━━━━━ PROVIDED PASSAGE ━━━━━

| George Velez |
I have been running the Dragon Age Role Playing Game (DARPG) for almost a year now and they have a “5 minute rest/breather” rule where the PCs recover a number of health points equal to 5 + Constitution (modifier) + level when they a short 5 minute break after a combat (only one per encounter, and only possible if PC was not at 0 health or lower when the encounter ended). I understand that D&D 4e has a similar rule.
Is there any game balance issues I need to be aware of if I adopt a such a rule for my own pathfinder game? (If this has been posted before I must have missed it when I did a search in the forum, and I would appreciate being pointed in the right direction).
Thanks in advance,
George
| Paraxis |
Not really at a certain point every pathfinder character carries multiple wands of cure light wounds or infernal healing and fully heal up after every fight anyway.
All you are doing is saving your party some gold, so to balance it out give them a little less treasure. I like the feel of not having magic healing sticks being thrown on the ground like trash when done, it makes the world feel less magical somehow so your idea is fine.
There are rules for using the healing skill to give back h.p by the book you can only use it once a day but maybe make it usefull after every fight.
| Rhatahema |
I've neither played the DARPG nor 4th Edition, but I'm not so sure about the rule. If your PCs get one 5-minute breather per encounter fought, then the amount they can rest is based on how often they fight, regardless of the encounter's difficulty. So if you're wounded, and you run into a band of goblins and slay them unscathed, you somehow heal more than if you'd never fought at all.
I'd build off Paraxis's advice and make it an expansion of the heal skill. I think it'd be a good way to boost out of combat healing without making healers obsolete. Maybe just open up the ability to heal once per day to once per hour.
rainzax
|
Philosophy of HP
HP as 'wind':
if you allow your PCs to recover HP after every fight, at low levels, you free up the party from needing to have a healer (Cleric) amongst them, which to me is a good thing because i have seen people 'forced' to play a healer (Cleric) because they 'had' to but didn't really want to. you also allow yourself as a DM to present greater challenges as they will less likely be bearing the hindrances of previous ones.
another option is to have any character who is reduced to 0 HP exempted from the post-combat recovery (partially or fully) until they get some Real Healing. this makes the healer role important again.
HP as 'wounds':
this is the standard model of Pathfinder. which is why people carry around the sticks. which is kind of silly but actually does make sense.
| 3.5 Loyalist |
HP as toughness and ability to take damage; not to avoid a hit entirely, but to lessen the potential of hits to kill you quickly.
This is how I more explain it, as you increase in hp, you are getting better at taking injuries, you are deflecting a lot of what is behind each attack. It also represents grit and damage resilience, but it is not in the same field as DR.
If you roll for hp, this is one part of character gen that can be all over the place. Someone may get a tough rogue that seems impossible to kill (for sure take die hard if you roll max hp over and over) and another may get a fragile fighter (you can't rely on your hp to survive).

━━━━━ RAW RECORDS ━━━━━

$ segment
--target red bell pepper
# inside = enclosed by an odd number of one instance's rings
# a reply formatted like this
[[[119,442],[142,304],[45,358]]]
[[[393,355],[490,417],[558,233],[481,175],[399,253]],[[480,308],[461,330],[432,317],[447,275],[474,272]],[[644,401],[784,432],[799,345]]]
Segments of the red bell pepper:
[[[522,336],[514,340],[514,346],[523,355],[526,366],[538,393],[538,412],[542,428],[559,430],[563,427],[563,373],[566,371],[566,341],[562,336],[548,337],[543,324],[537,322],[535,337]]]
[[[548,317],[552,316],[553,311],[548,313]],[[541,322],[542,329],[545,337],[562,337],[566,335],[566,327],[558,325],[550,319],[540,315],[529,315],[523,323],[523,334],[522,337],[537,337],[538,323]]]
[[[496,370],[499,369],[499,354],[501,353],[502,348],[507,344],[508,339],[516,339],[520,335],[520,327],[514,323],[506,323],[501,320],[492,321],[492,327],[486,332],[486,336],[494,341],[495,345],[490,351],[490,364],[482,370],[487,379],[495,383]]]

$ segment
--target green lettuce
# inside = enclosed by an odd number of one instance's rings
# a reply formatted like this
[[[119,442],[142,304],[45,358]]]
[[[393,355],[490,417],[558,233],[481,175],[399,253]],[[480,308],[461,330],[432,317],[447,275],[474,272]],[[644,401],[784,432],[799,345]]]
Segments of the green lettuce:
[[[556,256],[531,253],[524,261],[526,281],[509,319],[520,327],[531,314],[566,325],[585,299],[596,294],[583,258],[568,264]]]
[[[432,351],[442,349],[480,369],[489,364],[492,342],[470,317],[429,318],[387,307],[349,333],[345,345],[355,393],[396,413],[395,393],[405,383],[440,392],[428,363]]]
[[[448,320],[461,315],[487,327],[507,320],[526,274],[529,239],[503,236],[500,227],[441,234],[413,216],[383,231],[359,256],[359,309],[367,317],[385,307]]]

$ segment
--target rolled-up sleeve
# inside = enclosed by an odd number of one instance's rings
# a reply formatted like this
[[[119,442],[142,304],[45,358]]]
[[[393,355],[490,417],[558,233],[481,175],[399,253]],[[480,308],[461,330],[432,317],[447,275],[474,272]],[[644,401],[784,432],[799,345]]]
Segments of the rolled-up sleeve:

━━━━━

**TASK PROMPT**
Reproduce the forum thread about short-rest healing word for word, from "Is there any" to "every fight anyway.". None of the rows are needed here.

**SOLUTION FOR THIS EXERCISE**
Is there any game balance issues I need to be aware of if I adopt a such a rule for my own pathfinder game? (If this has been posted before I must have missed it when I did a search in the forum, and I would appreciate being pointed in the right direction).
Thanks in advance,
George
| Paraxis |
Not really at a certain point every pathfinder character carries multiple wands of cure light wounds or infernal healing and fully heal up after every fight anyway.